[Items from a data source]
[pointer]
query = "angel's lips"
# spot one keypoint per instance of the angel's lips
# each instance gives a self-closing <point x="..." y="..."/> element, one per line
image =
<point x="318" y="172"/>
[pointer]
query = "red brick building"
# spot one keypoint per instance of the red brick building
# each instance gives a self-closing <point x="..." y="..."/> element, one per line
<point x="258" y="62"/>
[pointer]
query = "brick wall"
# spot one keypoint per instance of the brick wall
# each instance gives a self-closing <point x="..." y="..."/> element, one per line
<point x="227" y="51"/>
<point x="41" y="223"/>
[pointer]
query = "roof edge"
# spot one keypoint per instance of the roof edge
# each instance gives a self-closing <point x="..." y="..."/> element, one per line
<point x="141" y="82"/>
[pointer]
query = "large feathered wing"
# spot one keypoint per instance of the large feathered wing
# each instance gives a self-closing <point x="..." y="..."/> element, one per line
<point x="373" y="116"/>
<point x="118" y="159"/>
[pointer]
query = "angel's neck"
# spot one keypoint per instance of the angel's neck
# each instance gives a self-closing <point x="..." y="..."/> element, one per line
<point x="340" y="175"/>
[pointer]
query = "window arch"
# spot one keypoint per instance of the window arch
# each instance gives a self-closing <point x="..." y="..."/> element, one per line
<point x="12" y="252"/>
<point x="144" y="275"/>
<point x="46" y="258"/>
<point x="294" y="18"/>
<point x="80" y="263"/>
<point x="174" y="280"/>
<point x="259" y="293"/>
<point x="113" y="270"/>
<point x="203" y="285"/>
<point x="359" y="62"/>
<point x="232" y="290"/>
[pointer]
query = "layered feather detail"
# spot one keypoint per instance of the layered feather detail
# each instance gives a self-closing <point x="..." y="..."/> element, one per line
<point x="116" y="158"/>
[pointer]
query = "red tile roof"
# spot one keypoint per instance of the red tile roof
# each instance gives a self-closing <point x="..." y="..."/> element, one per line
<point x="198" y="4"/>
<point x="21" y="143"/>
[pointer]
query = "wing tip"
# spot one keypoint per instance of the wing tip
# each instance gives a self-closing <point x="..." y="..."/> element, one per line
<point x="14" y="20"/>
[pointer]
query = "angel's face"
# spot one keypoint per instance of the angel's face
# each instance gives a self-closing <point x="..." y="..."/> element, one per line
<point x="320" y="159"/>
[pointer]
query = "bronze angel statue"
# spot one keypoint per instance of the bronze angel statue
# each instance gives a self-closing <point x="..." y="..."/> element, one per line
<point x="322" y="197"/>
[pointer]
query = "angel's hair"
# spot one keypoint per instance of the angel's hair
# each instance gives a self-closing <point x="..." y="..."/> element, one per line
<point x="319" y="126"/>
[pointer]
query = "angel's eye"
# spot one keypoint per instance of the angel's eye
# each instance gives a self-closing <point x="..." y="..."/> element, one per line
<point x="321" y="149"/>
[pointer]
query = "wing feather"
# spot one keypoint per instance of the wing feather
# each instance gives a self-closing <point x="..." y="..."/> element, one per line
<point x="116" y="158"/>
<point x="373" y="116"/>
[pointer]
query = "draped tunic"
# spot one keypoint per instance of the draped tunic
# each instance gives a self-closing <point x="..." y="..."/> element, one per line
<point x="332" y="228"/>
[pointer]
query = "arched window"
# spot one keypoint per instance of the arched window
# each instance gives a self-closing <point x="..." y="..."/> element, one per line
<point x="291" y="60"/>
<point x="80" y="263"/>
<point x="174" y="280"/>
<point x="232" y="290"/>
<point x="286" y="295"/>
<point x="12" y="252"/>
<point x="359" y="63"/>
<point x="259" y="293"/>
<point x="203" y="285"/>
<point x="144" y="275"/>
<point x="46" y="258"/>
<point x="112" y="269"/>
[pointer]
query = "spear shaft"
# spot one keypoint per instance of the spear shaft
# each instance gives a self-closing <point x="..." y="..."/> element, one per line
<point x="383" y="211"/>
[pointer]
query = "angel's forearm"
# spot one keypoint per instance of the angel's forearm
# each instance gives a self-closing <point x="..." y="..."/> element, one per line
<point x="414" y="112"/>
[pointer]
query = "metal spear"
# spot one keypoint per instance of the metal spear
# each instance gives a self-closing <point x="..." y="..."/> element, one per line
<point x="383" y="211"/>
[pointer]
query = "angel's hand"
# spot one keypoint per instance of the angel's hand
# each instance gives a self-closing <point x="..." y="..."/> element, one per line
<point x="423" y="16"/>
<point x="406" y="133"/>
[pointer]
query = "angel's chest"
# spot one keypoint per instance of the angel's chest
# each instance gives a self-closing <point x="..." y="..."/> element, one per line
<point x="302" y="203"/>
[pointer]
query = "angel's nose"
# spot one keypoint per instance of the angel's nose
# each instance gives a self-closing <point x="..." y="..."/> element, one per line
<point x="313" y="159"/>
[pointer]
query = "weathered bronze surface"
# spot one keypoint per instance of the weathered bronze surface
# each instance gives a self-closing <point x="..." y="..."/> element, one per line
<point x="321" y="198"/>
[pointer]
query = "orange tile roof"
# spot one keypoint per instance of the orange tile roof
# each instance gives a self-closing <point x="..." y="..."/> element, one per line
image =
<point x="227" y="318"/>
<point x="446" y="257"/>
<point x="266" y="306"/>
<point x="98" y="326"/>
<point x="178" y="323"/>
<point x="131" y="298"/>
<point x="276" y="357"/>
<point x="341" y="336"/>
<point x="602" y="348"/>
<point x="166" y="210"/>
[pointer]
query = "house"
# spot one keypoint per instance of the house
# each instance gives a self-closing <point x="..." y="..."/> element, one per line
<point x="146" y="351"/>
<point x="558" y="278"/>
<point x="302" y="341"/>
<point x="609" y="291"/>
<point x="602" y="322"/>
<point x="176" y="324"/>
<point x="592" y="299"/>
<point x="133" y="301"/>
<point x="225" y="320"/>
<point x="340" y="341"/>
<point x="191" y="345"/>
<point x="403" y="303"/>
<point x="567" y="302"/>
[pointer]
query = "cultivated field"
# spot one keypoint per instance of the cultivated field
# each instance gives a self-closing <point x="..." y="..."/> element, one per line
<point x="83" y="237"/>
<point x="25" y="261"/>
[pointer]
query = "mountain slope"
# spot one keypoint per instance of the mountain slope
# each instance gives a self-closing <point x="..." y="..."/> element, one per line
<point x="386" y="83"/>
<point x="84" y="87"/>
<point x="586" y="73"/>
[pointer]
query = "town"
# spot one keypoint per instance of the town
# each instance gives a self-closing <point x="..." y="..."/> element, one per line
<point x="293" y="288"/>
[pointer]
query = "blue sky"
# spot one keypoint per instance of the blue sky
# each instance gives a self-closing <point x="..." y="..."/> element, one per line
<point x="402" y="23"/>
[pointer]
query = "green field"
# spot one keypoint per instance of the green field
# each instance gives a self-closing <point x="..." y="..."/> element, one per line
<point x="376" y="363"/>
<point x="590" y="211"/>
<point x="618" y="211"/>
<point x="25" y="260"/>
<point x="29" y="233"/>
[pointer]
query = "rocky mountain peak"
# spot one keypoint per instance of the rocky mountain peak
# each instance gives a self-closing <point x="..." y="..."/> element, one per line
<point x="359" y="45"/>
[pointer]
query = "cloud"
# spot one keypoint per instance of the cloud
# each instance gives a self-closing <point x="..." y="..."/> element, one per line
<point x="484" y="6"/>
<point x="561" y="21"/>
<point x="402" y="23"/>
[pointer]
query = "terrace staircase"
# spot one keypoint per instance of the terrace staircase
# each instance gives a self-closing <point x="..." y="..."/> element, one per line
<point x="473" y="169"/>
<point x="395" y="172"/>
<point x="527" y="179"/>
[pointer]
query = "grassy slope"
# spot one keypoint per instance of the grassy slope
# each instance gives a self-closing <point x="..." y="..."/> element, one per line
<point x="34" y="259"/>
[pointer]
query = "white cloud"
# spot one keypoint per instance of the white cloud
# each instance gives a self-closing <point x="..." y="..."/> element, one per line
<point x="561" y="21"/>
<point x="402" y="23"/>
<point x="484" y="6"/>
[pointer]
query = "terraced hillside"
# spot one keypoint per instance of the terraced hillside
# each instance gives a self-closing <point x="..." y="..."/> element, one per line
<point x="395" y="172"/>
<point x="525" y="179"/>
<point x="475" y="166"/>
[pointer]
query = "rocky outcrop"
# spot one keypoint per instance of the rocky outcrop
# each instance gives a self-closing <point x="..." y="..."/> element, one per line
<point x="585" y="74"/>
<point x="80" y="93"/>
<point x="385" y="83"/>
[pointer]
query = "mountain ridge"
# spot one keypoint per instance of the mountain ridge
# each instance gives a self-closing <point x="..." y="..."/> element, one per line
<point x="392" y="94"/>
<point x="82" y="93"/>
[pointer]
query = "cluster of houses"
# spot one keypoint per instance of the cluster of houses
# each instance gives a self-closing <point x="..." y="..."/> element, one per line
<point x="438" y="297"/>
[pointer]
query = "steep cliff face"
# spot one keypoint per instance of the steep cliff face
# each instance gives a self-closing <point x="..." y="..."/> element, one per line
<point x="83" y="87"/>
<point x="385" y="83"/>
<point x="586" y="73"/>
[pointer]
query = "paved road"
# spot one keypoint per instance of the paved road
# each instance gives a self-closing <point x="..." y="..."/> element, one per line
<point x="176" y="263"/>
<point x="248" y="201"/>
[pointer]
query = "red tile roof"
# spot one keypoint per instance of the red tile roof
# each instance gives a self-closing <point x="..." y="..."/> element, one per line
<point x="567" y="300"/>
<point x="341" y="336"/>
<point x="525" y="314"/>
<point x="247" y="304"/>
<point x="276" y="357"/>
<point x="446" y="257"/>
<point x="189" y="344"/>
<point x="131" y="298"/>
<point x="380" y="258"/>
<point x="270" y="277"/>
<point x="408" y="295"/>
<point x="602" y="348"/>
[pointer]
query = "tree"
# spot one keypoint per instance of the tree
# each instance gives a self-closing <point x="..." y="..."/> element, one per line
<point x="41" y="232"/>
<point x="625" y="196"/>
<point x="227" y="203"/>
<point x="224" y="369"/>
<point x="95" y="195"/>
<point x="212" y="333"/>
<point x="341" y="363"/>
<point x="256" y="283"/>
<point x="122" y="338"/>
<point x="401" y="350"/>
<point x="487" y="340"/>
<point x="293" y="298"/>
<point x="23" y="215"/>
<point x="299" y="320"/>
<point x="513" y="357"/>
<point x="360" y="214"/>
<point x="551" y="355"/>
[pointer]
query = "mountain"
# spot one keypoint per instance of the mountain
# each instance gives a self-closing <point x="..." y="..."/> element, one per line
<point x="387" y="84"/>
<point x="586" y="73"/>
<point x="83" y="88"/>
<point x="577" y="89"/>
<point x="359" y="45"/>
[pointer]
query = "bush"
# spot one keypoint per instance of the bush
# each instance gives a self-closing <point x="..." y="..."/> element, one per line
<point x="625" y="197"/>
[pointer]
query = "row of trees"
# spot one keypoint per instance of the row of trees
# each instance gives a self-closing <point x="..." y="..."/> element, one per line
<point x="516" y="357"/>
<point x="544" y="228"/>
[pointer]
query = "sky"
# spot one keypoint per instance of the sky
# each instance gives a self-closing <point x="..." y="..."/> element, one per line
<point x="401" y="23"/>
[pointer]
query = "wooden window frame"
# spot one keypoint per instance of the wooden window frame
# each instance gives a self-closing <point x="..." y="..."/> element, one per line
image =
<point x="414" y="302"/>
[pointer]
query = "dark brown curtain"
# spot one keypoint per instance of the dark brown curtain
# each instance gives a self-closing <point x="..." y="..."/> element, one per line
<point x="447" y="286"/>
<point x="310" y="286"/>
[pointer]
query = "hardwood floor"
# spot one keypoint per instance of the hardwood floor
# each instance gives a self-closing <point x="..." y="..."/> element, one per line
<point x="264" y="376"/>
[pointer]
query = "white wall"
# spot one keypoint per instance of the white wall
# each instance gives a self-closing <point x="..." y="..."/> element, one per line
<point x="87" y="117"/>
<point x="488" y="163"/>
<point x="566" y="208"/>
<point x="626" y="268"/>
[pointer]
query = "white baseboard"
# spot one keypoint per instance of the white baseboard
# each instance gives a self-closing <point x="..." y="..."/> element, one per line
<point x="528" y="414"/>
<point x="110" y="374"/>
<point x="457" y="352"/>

■ **THE EXERCISE**: Identify and copy every line of the material that contains the word "houses".

■ **EXERCISE RESULT**:
query = "cluster of houses"
# spot one keypoint per instance of the cluster of houses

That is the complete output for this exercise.